▶ [Görev tanımı]
A - Editör yazısındaki "Bir önceki sayımız için" diye başlayan paragrafı, ana bilgilerini koruyarak daha kısa biçimde yeniden yazın.
B - Editör yazısının "Yüz Site Editörü" ile başlayıp "kadrosundaki arkadaşlarla paylaştım." ile biten kısmını aynen kopyalayın.

▶ [Seçilen metin]
Yüz Site Editörü Sayı:
100 -
Bir önceki sayımız için röportaj hazırlıkları hemen hemen tamamdı. Sorular hazırlandı, kayıt cihazının pili değiştirildi, çalışıp çalışmadığı test edildi. Son olarak, röportajı yapacağım kişiye takdim edilmek üzere birkaç sayımızı yanıma almam gerekiyordu. Doğal olarak son çıkan birkaç sayıyı yanıma almaya niyetlendim. Her zaman dergileri koyduğum yerde son sayıları göremeyince hanıma nerede olabileceklerini sordum, hemen söyledi. Tarif ettiği yerde tahminimden çok daha fazlası vardı.
Son birkaç sayıyı ararken birden karşıma eski sayılar çıkmıştı. Eski dediysem birkaç yıllık değil, ilk yılların sayıları… Dergi ekibi arasında sayılarının azlığından hattâ yokluğundan yakınılan sayılardan bazılarıydı bulduklarım. Oturduğum yerde uzun süre dergileri inceledim, kapaklarının ve bazı iç sayfalarının fotoğraflarını çekip dergi kadrosundaki arkadaşlarla paylaştım.

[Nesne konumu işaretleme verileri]
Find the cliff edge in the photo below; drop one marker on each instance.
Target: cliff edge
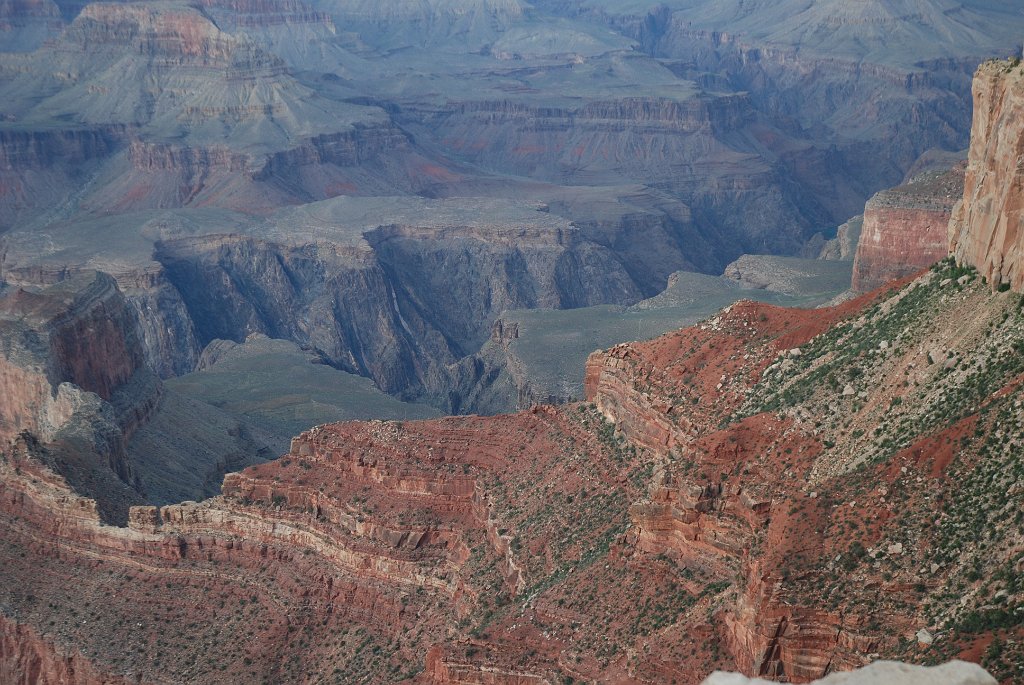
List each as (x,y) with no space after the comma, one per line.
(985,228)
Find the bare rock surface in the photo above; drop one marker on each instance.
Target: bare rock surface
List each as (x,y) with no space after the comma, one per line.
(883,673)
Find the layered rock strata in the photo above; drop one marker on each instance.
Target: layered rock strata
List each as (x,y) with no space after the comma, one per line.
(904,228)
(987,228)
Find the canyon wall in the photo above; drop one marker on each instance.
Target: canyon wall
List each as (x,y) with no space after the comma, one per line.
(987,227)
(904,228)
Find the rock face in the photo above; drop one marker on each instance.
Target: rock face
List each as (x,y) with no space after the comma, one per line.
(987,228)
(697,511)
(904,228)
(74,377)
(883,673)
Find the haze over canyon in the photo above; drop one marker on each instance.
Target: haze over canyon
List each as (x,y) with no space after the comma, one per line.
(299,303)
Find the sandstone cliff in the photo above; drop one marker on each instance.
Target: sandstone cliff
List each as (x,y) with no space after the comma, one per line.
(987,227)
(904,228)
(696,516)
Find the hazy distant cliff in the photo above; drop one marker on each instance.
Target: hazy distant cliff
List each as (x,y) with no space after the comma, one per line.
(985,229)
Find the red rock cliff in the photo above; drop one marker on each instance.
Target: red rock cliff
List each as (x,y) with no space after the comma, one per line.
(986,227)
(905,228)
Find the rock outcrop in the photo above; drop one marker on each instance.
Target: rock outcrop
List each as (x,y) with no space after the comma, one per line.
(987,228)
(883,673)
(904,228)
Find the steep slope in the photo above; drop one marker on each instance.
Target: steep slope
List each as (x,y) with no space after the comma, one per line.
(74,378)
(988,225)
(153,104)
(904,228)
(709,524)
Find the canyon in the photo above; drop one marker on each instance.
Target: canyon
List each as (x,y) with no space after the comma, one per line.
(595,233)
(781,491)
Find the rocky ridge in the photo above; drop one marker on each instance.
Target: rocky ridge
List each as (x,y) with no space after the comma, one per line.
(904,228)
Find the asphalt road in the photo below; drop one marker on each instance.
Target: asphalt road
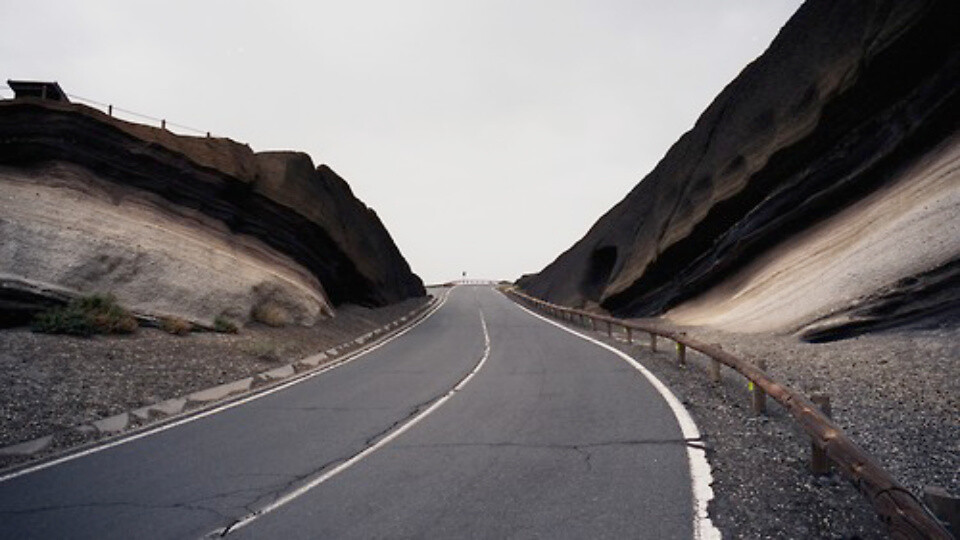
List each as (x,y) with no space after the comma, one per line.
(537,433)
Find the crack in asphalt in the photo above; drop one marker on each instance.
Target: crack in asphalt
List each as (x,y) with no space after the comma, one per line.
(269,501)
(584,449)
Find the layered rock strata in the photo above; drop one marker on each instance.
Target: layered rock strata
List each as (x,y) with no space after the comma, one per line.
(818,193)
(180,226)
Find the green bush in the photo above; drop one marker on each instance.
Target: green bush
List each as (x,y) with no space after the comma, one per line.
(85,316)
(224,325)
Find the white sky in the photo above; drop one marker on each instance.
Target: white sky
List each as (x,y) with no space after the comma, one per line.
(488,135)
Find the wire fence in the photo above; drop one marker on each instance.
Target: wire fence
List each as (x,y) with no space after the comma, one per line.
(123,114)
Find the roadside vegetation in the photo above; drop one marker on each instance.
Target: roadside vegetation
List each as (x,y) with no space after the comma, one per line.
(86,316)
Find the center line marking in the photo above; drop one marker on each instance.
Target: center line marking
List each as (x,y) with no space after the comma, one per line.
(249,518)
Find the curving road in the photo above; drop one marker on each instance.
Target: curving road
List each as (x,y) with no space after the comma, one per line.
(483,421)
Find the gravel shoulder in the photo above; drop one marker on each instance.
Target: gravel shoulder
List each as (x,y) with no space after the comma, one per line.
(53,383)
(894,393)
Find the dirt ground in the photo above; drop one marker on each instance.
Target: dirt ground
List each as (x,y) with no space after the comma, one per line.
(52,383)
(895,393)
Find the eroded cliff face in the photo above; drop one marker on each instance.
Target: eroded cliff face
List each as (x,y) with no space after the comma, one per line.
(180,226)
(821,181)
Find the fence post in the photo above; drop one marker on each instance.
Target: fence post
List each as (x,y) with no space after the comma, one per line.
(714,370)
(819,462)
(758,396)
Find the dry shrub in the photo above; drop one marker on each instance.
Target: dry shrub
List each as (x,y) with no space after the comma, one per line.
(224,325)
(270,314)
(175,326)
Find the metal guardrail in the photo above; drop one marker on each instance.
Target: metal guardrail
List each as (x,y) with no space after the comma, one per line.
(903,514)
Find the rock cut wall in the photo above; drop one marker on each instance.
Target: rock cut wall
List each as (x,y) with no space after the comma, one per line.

▶ [Çözüm listesi]
A - Bir önceki sayı için röportaj hazırlıkları neredeyse bitmişti: sorular hazırlanmış, kayıt cihazının pili değiştirilip test edilmişti. Geriye, röportaj yapılacak kişiye vermek üzere son çıkan birkaç sayıyı yanına almak kalmıştı. Dergiler her zamanki yerinde olmayınca hanımına sordu. Tarif edilen yerde tahmin ettiğinden çok daha fazla dergi vardı.

B -
Yüz Site Editörü Sayı:
100 -
Bir önceki sayımız için röportaj hazırlıkları hemen hemen tamamdı. Sorular hazırlandı, kayıt cihazının pili değiştirildi, çalışıp çalışmadığı test edildi. Son olarak, röportajı yapacağım kişiye takdim edilmek üzere birkaç sayımızı yanıma almam gerekiyordu. Doğal olarak son çıkan birkaç sayıyı yanıma almaya niyetlendim. Her zaman dergileri koyduğum yerde son sayıları göremeyince hanıma nerede olabileceklerini sordum, hemen söyledi. Tarif ettiği yerde tahminimden çok daha fazlası vardı.
Son birkaç sayıyı ararken birden karşıma eski sayılar çıkmıştı. Eski dediysem birkaç yıllık değil, ilk yılların sayıları… Dergi ekibi arasında sayılarının azlığından hattâ yokluğundan yakınılan sayılardan bazılarıydı bulduklarım. Oturduğum yerde uzun süre dergileri inceledim, kapaklarının ve bazı iç sayfalarının fotoğraflarını çekip dergi kadrosundaki arkadaşlarla paylaştım.